Thanks and God bless,

Anonymous said...

Thanks for the post Tony - it's always refreshing to see the biblical doctrine of atonement well spoken of and spoken well for.

I only wish people would view the atonement not from a purely sentimental evangelistic lens - but from the lens of God Himself and His love for His own. I believe the weakness of our ecclessiology and peoples' lack of commitment to the Body of Christ in this time is because they sorely misunderstand the extent of the atonement.

When I ask myself - why am I giving my life for the ministry? The answer is simple because it is why Christ humbled Himself and laid down His life - for His bride. I love the Church because Christ died for her with infinitely precious blood and I share the gospel faithfully and boldly because God has paid and infinite price for His own and none of them will be lost.

Scotty...keep that thought from Tony close to you - because when you understand sovereign election - it is easy to maintain particular redemption.

Also, I don't think it's a hard balance with God's love for all of mankind - because Scripture declare's it over and over. God is constantly expressing love to man (Ps 145:9; Acts 17:28; Matt 5:45). His patience in withholding wrath and allowing mankind to enjoy the riches of His creation even in the height of obstinate rebellion is a great gesture of the infinite love of God. As it pertains to Christ the love of God is in the sending of His son. The very presence of the Son in the world as a means of salvation for those who believe and that the world was not abandoned to itself is the greatest gesture of love.

It's a misnomer to say that if Christ did not shed his blood to pay for the sins of all men then John 3:16 is not true. God's love is in the sending of the son through whom the world receives the great benefits of God's patience and kindness while the elect are being saved. Behold then the kindness and severity of God...

- _Given entries_:
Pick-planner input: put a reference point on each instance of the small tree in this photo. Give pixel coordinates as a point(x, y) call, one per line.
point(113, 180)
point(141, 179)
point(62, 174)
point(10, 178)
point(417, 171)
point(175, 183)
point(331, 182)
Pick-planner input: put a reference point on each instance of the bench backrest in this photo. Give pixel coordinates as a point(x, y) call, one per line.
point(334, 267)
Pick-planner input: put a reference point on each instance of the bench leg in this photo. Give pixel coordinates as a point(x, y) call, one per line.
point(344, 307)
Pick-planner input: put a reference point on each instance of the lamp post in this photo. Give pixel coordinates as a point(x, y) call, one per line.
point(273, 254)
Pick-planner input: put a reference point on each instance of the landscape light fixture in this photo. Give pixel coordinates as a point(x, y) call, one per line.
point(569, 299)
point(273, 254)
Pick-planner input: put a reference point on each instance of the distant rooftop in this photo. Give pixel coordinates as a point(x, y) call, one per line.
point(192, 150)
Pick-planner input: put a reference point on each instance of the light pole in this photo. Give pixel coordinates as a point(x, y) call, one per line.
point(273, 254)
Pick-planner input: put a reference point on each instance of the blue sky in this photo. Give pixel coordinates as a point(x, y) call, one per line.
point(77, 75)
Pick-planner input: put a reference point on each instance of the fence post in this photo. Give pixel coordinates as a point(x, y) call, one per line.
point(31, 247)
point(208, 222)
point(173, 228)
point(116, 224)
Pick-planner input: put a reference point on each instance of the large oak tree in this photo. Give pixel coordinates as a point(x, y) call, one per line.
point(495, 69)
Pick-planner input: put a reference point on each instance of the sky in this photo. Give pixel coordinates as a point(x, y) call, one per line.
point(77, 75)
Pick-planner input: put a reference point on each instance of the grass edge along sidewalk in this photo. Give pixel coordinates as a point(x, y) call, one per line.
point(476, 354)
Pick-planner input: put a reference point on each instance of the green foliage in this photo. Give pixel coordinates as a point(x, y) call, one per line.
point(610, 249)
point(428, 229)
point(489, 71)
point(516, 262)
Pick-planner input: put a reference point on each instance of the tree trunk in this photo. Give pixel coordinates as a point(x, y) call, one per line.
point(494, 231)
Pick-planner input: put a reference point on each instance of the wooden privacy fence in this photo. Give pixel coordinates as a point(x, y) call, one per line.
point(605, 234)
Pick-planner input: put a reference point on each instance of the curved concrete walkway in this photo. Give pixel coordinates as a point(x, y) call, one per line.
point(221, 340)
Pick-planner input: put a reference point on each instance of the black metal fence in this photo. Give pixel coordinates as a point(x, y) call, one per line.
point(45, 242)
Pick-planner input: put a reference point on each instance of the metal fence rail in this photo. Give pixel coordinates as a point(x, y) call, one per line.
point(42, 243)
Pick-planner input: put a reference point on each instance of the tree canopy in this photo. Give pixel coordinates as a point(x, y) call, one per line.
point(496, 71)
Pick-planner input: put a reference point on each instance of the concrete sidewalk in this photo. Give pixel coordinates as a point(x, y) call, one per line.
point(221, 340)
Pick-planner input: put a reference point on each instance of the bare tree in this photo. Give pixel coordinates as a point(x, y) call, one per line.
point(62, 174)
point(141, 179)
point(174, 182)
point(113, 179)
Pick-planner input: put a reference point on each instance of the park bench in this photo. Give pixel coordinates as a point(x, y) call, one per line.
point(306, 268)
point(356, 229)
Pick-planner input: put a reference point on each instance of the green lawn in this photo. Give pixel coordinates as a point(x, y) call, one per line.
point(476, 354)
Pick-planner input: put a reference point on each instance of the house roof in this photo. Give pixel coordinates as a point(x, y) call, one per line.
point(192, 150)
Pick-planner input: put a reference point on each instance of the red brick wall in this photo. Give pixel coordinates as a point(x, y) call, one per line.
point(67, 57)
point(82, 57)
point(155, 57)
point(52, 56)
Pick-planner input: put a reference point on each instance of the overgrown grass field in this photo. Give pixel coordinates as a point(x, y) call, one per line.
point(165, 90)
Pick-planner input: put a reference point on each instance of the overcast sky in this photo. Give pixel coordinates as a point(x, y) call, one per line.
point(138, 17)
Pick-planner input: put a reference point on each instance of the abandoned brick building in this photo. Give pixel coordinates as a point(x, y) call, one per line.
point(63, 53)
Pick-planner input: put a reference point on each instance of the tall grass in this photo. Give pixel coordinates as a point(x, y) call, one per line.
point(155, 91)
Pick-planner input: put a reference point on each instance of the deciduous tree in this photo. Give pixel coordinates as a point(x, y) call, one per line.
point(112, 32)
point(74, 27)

- _Activity list_:
A. Answer these three questions from the comment on the atonement:
(i) From what lens does the commenter wish people would view the atonement?
(ii) Why, according to the commenter, do they love the Church?
(iii) Which Scripture references are cited to show that God is constantly expressing love to man?
B. Extend the comment on the atonement with a few sentences that pick up after its final line.

- _Results for the exercise_:
A.
(i) From the lens of God Himself and His love for His own.
(ii) Because Christ died for her with infinitely precious blood.
(iii) Ps 145:9, Acts 17:28, and Matt 5:45.

B.
Jude 2-3,


ajcarter said...


That's a great word, my friend. Thanks for your comments. Also, thanks for agreeing to have Michael Leach and Keith Tolbert use a sample from one of ChristCentric's songs for their radio program. It should prove to be just what they need. May God continue to have favor upon the works of your hands (Ps. 90:17).

Anonymous said...


Bless you bro...thanks for the words of encouragement. Truly may the Lord establish the works of our (yours and "mines") hands...for by grace we are who we are and by grace we labor!

Thinking more about the love of God for the unbelieving (for Scotty) - I was reading Genesis this morning and was reminded of the love of God in the Noahic covenant. This was an "everlasting covenant between God and every living creature of all flesh that is on the earth." Earlier it says that the covenant was for "all future generations"...ohhh if we only understood the grace of God the world experiences daily...there wouldn't be the need to make the false claim that Christ died for all men particularly just to convince folks that God loves them. But, we can say in some sense (as I mentioned in last comment) that the love of God for all people was extended in the sending of Christ to the world.

To add - the extent of the atonement can even be implied from the difference in apostolic gospel preaching and popular contemporary gospel preaching. Particularly we see Paul appealing to the conscience of the Athenians with God's goodness in creation and maintaining their lives (Acts 17:28). The apostles never appealed to the extent of the atonement in their gospel preaching...ohhh if we would only get back to biblical gospel preaching!

Ok...I think I'm done preaching now!